To be done -
Please count the lines in the records below that contain the string "post", with case counting, and reply with the number alone.

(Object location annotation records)
Start

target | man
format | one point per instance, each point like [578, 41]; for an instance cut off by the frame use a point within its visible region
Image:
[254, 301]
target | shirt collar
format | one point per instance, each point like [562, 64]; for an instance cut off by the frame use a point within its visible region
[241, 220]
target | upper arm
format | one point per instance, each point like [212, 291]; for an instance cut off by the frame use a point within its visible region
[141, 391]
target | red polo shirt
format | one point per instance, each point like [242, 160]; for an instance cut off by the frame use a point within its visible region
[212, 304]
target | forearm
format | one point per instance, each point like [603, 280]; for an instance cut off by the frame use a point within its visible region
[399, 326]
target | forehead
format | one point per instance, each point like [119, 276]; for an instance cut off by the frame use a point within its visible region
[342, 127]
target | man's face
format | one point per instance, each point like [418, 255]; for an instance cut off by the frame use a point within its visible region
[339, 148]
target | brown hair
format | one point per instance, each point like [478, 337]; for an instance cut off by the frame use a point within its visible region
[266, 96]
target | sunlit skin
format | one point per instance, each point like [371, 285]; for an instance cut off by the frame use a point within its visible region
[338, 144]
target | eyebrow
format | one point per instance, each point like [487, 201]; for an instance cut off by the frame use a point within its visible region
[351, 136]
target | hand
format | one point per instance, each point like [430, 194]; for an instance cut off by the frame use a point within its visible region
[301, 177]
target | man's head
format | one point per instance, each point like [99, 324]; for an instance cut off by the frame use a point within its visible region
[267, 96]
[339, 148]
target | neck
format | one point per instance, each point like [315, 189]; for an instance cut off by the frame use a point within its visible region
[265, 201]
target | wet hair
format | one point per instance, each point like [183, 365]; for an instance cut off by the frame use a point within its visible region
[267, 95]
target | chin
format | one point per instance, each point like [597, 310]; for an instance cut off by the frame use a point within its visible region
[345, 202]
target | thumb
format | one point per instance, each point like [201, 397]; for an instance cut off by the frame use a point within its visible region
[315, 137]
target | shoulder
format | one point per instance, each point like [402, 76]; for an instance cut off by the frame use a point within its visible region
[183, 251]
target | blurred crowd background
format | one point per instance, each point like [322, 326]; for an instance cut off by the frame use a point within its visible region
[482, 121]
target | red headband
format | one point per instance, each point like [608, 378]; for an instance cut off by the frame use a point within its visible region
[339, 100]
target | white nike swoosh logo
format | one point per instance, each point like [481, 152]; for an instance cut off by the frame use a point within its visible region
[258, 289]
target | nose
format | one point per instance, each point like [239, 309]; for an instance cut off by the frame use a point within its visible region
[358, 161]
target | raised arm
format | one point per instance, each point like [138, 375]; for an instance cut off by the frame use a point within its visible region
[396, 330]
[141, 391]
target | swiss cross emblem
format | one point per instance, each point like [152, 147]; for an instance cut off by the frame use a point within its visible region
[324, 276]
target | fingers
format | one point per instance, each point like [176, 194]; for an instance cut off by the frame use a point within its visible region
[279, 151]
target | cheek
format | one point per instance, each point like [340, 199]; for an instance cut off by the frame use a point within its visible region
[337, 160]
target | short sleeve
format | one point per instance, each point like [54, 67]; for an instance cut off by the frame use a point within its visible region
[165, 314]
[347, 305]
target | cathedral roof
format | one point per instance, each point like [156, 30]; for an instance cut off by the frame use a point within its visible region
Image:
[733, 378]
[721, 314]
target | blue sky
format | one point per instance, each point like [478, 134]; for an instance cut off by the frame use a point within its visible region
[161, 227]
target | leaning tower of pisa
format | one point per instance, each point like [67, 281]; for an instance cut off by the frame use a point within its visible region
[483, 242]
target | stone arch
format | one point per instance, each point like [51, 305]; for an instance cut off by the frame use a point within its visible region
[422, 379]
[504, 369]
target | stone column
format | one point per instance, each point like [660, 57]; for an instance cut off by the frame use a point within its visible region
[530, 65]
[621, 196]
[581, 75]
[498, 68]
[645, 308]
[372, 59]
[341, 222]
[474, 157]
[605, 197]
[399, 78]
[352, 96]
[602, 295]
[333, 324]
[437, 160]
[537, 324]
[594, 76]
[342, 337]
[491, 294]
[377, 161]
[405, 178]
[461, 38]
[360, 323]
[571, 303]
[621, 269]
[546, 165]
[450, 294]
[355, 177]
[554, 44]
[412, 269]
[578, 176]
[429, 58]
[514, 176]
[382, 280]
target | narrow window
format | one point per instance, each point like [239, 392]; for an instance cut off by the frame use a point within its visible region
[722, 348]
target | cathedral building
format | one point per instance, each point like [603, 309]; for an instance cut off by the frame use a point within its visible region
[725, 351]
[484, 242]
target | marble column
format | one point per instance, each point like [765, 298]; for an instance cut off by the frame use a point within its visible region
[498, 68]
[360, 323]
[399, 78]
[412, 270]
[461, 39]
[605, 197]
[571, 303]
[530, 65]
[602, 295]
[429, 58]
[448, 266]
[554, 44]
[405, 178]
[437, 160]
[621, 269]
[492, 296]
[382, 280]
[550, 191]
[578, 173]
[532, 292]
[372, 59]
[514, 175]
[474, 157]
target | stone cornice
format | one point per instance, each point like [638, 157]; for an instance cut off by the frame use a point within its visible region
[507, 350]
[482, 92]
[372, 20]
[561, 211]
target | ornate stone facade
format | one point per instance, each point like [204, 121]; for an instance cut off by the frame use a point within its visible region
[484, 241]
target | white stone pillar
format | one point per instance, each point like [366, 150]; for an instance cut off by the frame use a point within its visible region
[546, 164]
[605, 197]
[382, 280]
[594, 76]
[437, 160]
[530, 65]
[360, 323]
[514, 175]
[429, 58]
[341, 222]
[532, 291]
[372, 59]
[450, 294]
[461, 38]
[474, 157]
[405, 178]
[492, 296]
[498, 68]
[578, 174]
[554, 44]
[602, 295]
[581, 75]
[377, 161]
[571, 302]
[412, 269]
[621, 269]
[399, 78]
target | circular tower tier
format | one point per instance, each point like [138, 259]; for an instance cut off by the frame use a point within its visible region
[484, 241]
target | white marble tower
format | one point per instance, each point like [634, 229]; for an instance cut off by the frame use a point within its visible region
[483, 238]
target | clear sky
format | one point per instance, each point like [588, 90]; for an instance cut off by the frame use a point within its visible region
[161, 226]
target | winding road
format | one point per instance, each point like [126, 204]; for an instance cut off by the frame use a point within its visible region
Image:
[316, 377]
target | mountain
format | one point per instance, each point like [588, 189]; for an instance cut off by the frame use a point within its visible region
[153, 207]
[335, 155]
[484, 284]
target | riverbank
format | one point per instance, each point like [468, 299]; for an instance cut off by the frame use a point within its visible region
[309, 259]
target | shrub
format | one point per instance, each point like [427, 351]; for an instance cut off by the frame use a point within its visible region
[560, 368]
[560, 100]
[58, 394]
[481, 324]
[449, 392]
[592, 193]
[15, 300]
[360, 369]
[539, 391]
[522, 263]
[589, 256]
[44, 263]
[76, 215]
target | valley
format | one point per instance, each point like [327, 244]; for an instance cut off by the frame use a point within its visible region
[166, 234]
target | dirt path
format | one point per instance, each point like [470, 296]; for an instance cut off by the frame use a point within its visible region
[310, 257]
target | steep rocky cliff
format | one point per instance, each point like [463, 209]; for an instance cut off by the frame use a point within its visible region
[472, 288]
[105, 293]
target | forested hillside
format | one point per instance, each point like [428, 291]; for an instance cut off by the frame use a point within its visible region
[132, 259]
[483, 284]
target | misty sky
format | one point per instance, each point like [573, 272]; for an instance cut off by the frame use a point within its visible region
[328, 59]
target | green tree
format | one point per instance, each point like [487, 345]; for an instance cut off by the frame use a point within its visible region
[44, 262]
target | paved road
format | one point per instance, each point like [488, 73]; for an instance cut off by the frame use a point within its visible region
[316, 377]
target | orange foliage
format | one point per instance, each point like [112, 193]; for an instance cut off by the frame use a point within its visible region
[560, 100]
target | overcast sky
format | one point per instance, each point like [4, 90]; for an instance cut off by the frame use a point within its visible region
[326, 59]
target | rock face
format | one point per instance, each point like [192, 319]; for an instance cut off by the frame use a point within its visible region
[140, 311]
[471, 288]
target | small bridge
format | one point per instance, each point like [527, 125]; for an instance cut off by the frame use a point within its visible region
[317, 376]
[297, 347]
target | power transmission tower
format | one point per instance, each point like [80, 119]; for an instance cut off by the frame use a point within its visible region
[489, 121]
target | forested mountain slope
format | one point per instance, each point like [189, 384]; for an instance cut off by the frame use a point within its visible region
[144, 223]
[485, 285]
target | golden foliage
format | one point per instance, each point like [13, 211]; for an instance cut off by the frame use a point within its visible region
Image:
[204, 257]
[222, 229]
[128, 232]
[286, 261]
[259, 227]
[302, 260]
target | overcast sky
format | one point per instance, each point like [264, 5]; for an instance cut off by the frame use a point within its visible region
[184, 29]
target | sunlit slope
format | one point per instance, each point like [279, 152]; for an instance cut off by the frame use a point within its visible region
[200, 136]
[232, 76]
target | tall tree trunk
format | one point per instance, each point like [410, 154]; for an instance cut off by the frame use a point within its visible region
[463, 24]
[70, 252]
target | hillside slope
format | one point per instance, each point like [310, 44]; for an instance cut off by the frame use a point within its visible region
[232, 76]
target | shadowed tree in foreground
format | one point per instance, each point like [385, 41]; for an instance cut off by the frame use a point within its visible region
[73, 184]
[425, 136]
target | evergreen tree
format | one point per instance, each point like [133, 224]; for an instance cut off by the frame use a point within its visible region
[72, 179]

End
Start

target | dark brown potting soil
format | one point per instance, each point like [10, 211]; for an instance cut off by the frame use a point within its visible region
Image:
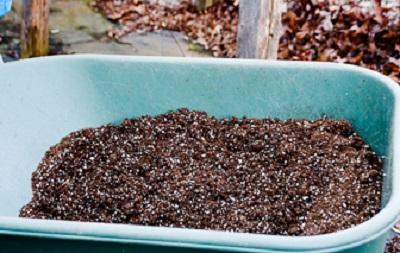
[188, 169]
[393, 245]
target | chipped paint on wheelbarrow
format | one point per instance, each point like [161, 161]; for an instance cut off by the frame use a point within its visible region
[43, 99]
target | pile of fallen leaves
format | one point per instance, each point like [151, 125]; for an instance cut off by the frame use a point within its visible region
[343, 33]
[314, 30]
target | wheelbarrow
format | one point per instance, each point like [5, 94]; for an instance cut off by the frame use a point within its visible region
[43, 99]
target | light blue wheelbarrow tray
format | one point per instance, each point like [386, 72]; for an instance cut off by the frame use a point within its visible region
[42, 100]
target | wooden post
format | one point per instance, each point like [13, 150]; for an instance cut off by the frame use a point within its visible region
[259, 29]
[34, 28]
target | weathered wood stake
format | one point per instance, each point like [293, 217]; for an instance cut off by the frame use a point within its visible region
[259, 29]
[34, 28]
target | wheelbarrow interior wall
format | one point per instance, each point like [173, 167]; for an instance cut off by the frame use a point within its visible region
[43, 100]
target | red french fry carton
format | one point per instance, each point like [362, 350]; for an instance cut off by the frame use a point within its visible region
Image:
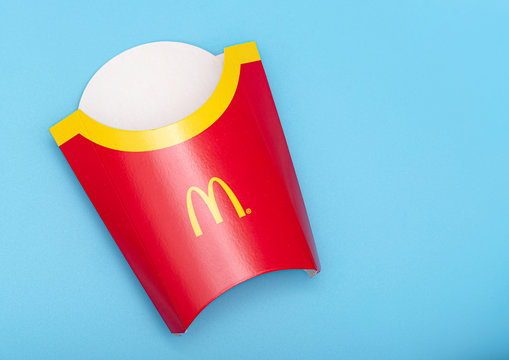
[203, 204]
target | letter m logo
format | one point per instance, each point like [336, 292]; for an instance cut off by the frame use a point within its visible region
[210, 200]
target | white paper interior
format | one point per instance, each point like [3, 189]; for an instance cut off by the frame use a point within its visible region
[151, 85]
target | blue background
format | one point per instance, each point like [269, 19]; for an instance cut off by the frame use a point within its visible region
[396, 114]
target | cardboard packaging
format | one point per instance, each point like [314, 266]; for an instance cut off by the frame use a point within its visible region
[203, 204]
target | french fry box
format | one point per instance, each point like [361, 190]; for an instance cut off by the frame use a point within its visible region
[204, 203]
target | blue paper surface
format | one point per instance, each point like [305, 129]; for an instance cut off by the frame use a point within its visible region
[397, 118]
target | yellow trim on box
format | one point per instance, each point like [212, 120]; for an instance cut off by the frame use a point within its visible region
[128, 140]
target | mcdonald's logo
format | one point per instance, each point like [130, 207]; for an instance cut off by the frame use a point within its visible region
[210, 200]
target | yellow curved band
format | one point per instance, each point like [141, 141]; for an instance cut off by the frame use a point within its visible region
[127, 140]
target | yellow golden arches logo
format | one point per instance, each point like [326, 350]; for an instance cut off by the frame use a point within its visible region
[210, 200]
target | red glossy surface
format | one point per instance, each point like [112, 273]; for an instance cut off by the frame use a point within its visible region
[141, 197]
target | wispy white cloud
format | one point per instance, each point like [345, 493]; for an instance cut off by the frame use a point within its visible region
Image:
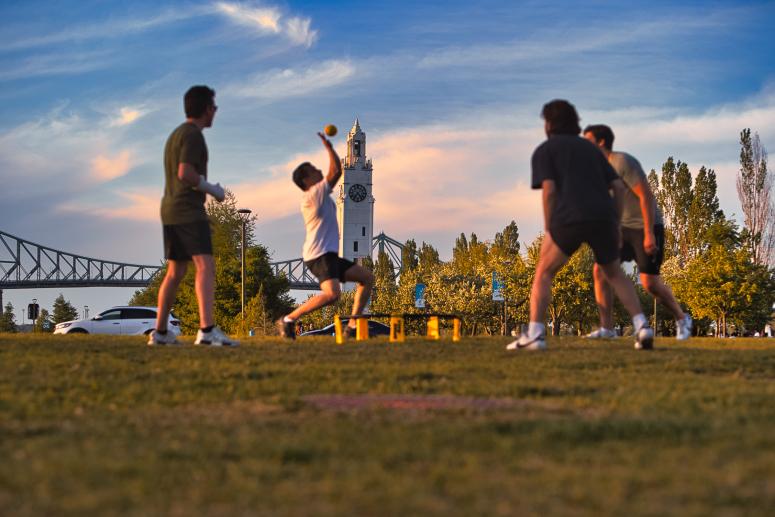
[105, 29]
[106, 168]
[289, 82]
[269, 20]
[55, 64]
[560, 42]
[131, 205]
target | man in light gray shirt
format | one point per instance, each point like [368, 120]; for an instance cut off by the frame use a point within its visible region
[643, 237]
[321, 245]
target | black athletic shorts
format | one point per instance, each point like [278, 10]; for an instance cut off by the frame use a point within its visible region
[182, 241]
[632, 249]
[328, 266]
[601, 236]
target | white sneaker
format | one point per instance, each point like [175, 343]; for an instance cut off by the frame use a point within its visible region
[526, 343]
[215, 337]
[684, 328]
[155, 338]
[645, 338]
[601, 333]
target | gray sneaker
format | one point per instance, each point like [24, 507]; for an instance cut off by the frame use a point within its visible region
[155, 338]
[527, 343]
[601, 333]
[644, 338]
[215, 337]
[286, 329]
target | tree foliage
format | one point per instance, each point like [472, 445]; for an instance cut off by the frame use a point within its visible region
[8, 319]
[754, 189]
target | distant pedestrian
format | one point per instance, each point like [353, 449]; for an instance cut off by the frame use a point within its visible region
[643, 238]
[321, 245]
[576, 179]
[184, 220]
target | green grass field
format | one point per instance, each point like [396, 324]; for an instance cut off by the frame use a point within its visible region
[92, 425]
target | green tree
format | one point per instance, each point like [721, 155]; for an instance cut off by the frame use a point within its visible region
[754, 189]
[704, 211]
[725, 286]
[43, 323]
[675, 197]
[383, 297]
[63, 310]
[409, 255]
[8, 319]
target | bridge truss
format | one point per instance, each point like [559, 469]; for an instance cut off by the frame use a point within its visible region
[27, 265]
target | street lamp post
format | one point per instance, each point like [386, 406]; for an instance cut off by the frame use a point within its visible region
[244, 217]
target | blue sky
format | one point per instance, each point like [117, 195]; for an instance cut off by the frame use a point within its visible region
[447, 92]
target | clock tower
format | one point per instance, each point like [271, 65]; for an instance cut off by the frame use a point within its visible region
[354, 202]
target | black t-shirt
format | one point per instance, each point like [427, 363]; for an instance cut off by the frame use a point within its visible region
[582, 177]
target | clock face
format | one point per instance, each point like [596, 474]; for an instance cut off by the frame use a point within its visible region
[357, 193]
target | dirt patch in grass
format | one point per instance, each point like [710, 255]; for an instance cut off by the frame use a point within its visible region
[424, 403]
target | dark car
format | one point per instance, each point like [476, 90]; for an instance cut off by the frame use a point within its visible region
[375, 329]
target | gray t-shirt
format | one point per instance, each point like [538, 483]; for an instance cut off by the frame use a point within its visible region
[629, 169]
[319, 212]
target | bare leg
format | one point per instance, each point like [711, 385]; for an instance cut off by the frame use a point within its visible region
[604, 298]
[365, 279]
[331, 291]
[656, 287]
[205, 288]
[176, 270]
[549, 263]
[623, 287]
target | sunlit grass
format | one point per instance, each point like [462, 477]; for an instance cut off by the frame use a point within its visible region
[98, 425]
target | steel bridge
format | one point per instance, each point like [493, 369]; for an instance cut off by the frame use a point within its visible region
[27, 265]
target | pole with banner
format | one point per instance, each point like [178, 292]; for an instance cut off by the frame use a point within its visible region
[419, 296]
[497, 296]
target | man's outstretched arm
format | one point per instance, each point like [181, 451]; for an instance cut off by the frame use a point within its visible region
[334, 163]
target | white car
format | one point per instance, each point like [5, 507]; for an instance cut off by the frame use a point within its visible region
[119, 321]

End

Final result -
2